───── Available records ─────

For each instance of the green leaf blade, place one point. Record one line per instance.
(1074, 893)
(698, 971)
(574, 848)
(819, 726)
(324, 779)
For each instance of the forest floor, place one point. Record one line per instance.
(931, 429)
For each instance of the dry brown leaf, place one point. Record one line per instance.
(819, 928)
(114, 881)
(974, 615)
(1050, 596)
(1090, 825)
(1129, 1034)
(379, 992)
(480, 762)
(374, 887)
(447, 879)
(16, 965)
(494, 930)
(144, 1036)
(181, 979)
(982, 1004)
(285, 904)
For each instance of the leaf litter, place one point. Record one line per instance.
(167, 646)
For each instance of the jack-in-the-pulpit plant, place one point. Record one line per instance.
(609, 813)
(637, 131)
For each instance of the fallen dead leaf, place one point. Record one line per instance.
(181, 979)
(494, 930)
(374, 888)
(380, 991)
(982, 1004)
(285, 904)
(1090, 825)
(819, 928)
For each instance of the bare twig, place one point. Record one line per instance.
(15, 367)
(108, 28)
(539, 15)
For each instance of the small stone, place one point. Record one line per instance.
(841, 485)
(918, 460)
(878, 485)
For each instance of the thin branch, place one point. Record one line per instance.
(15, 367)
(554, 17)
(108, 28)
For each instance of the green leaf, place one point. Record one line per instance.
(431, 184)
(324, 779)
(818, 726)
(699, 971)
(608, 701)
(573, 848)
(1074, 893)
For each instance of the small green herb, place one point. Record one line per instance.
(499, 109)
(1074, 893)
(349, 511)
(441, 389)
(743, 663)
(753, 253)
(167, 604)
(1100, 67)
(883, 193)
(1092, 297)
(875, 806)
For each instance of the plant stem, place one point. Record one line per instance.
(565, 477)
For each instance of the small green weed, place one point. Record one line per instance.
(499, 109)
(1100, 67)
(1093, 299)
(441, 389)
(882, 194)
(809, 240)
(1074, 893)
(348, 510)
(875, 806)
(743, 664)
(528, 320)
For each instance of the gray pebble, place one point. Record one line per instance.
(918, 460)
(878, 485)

─────

Assignment:
What you output should match every line above exactly.

Response area:
For each instance of the green leaf blade, place one point. Record one line per instance.
(1074, 893)
(698, 971)
(574, 848)
(819, 726)
(324, 779)
For each instance of the forest floor, place one point. Record one line per instance.
(931, 429)
For each instance of the dry brown leaf, place one point. Record one line per instance.
(819, 928)
(114, 881)
(974, 615)
(1050, 596)
(1090, 825)
(1129, 1034)
(379, 992)
(480, 762)
(374, 887)
(447, 879)
(16, 965)
(494, 930)
(144, 1036)
(181, 979)
(982, 1004)
(285, 904)
For each instance of the leaf litter, place one point. Record one line per instance.
(167, 646)
For each instance of the jack-in-the-pulpit plant, place one point. Record one line per instance.
(609, 813)
(637, 131)
For each instance of the fallen dead leaf, place one point. Record one line per instance.
(181, 979)
(494, 930)
(374, 888)
(380, 991)
(982, 1004)
(285, 904)
(1090, 825)
(819, 928)
For each instance of the bare twig, place one point. Record one line per instance.
(15, 367)
(108, 28)
(539, 15)
For each instance of the small stone, place one point. Record one line per instance.
(841, 485)
(918, 460)
(878, 485)
For each instance of the thin branch, place one point. Record one line per instance.
(15, 367)
(554, 17)
(108, 28)
For each instance of the green leaf, place one point. Record one line per instance.
(431, 184)
(324, 779)
(818, 726)
(699, 971)
(608, 701)
(573, 848)
(1074, 893)
For each instance of the small green herb, place one point. Record one line per instance.
(499, 109)
(1074, 893)
(349, 511)
(441, 389)
(743, 663)
(753, 253)
(167, 604)
(1100, 67)
(883, 193)
(1092, 297)
(875, 806)
For each instance of the plant stem, place one point. Record one line per instance.
(565, 477)
For each instance of the small green weed, place one point. Record one line per instance.
(499, 109)
(1100, 67)
(1093, 299)
(441, 389)
(882, 194)
(809, 240)
(1074, 893)
(348, 510)
(875, 806)
(743, 664)
(528, 320)
For each instance of the gray pebble, place one point. Record one line per instance.
(918, 460)
(878, 485)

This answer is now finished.